Data items
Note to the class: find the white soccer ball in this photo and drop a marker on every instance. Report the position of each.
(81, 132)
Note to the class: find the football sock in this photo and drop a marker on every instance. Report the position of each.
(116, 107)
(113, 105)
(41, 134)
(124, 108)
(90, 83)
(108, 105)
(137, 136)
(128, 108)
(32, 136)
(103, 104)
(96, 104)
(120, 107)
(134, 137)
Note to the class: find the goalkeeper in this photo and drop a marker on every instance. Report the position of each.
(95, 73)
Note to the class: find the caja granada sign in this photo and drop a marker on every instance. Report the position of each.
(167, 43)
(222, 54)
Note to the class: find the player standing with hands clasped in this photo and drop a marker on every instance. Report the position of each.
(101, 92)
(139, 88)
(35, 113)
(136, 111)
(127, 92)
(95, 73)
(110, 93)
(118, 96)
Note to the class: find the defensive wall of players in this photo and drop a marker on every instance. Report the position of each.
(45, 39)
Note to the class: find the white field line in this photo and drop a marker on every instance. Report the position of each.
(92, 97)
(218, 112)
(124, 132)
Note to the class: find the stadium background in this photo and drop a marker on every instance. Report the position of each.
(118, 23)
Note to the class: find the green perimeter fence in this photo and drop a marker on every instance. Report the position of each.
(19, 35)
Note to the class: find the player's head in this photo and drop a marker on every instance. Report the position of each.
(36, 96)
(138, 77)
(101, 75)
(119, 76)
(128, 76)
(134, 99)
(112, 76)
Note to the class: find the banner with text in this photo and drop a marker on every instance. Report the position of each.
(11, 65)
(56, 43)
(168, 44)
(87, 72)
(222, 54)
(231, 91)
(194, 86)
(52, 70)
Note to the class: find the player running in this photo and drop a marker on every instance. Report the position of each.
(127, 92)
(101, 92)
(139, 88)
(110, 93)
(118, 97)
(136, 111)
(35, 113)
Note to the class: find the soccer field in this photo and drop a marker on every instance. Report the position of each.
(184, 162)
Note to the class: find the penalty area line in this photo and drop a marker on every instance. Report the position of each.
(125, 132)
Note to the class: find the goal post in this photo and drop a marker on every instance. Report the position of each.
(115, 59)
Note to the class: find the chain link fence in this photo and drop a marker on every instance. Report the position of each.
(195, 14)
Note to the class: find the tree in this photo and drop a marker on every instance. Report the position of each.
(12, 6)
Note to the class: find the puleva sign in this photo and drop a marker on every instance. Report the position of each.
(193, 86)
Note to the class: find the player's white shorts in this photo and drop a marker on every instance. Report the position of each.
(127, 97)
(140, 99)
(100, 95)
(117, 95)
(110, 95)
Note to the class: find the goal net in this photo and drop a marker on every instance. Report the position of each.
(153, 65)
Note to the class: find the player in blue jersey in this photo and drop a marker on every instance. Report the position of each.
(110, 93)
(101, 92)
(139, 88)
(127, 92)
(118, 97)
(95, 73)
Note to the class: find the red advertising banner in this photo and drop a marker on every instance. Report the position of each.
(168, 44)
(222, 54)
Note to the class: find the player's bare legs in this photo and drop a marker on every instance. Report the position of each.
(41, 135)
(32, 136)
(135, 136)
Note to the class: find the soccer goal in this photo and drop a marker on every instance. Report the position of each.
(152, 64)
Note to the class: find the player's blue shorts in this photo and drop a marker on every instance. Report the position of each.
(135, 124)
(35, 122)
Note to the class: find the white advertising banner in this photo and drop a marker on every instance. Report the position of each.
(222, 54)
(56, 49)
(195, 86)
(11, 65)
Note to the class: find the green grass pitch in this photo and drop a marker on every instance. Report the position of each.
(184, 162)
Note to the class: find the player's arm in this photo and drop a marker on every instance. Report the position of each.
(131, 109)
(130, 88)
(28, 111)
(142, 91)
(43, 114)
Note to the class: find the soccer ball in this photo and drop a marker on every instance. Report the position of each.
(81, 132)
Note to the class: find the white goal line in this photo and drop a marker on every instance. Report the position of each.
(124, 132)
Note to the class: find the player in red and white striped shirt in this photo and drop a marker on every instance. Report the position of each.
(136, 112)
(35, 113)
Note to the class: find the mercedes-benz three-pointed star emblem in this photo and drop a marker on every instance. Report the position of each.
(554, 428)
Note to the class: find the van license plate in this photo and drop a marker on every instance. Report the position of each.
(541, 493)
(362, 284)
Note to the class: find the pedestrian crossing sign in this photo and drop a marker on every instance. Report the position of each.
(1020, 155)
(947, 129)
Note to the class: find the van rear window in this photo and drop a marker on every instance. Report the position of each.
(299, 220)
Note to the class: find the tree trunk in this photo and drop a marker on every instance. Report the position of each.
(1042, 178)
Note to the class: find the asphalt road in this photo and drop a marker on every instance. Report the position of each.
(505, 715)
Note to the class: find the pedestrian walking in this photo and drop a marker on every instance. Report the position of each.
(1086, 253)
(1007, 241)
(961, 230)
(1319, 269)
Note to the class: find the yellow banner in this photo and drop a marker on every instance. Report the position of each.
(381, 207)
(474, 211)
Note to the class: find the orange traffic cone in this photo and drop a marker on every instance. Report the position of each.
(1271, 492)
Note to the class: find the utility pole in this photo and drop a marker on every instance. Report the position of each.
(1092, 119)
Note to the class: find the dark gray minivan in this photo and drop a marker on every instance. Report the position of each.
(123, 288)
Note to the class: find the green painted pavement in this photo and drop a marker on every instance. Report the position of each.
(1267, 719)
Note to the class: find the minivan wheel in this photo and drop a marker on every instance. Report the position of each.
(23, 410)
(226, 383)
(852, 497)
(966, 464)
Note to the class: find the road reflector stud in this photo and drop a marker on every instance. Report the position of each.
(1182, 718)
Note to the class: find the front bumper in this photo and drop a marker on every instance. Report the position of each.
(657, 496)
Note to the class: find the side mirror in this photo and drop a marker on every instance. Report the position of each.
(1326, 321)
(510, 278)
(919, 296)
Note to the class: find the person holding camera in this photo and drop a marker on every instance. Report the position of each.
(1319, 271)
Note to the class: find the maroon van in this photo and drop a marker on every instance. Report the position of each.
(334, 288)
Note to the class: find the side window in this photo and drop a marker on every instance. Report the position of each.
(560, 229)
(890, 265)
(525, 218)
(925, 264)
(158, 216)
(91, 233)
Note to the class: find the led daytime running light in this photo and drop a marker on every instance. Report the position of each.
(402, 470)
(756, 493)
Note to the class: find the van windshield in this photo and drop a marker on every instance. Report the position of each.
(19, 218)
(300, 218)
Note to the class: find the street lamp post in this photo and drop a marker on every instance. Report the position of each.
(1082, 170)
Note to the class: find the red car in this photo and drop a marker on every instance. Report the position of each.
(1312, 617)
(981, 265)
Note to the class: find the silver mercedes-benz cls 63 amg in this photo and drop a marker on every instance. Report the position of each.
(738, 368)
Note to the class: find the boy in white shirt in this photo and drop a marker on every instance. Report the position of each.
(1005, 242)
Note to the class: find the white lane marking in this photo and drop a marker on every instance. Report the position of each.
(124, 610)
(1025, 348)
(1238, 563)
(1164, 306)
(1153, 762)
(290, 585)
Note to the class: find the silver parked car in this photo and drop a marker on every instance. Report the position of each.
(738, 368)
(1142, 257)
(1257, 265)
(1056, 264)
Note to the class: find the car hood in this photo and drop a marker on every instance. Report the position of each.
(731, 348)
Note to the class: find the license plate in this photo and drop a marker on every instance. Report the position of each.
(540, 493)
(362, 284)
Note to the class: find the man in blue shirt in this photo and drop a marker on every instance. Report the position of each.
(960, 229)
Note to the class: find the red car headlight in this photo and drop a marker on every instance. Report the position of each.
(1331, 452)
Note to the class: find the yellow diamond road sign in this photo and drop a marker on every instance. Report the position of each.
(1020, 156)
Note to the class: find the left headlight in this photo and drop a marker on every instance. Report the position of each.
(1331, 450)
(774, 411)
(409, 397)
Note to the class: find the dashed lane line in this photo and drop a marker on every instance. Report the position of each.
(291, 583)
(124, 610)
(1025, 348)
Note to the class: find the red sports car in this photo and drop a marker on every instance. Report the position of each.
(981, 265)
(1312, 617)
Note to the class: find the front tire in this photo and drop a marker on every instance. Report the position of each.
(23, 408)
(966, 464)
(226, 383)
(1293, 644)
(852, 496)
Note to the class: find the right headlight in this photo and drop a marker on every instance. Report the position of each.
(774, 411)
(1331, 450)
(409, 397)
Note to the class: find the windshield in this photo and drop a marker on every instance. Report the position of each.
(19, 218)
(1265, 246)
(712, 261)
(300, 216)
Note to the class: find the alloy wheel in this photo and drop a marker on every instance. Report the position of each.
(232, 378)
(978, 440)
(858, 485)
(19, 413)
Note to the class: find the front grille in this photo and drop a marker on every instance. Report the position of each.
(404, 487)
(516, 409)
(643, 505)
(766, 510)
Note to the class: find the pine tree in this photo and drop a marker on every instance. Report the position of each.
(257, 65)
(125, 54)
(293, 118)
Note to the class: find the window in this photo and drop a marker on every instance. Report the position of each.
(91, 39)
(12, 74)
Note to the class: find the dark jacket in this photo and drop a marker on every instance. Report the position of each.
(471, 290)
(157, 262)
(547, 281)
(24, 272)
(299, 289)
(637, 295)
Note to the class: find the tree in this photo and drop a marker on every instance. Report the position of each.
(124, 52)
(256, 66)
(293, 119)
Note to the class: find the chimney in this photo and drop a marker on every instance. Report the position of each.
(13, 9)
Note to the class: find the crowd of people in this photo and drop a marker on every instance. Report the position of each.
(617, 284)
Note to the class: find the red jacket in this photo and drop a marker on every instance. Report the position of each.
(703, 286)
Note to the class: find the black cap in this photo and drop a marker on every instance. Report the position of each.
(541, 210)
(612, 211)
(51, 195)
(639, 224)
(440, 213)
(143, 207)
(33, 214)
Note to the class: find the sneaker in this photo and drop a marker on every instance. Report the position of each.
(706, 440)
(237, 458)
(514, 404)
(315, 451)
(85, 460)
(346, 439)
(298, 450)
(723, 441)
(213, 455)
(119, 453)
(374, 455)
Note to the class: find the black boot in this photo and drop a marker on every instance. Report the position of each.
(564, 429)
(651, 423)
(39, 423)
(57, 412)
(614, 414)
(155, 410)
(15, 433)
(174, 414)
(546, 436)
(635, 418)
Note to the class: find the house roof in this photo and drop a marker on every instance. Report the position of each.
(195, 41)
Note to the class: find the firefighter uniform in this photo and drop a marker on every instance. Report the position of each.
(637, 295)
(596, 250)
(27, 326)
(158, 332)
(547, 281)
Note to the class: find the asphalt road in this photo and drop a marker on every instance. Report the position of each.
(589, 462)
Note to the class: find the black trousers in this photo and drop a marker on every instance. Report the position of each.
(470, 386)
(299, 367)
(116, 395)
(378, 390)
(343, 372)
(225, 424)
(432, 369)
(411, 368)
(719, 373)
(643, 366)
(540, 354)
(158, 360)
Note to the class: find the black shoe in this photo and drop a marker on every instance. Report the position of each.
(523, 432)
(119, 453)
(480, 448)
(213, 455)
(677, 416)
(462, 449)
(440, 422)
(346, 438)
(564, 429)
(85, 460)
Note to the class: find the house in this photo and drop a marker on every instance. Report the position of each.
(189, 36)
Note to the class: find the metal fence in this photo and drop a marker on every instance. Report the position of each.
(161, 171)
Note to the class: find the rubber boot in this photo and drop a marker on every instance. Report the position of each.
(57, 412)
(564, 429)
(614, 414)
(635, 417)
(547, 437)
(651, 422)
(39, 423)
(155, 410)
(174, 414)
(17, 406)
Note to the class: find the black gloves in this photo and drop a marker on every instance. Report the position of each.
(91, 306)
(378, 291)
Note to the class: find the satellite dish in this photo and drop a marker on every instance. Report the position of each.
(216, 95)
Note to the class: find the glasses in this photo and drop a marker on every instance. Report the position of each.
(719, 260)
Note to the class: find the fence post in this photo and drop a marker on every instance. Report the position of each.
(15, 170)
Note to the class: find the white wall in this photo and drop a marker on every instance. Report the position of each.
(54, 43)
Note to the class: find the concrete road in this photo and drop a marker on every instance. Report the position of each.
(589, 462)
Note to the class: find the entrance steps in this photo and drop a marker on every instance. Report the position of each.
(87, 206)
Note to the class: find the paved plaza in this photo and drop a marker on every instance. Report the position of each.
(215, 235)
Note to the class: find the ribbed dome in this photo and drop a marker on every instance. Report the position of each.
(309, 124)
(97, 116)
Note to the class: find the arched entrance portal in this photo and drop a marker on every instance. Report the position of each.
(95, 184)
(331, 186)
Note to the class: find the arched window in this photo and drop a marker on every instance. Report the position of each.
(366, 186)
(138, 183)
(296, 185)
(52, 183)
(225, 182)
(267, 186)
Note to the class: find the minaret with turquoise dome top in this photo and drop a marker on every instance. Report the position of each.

> [Stated goal]:
Quote only the lines from the one containing "Note to the class: find the concrete" through the final line of the records, with both ends included.

> [Final result]:
Note to the class: find the concrete road in this photo and drop a marker on every instance. Report the position of each.
(589, 462)
Note to the class: find the entrance steps in this photo and drop a marker on every instance. Report the position of each.
(87, 206)
Note to the class: find the paved plaza in this photo and drop a marker on every instance. Report the position of each.
(215, 235)
Note to the class: find the ribbed dome in this photo and drop a marker on every instance. Report the position of each.
(309, 124)
(97, 116)
Note to the class: find the arched entrance portal in this photo and drop a marker on every instance. Report the position of each.
(95, 184)
(331, 186)
Note to the class: find the arched window in this photo and drop a marker on every instance. Report the position of each.
(366, 186)
(138, 183)
(296, 185)
(52, 183)
(225, 182)
(267, 186)
Note to the class: find the minaret with turquoise dome top in this photo and drop a marker on every instance. Report the position of each.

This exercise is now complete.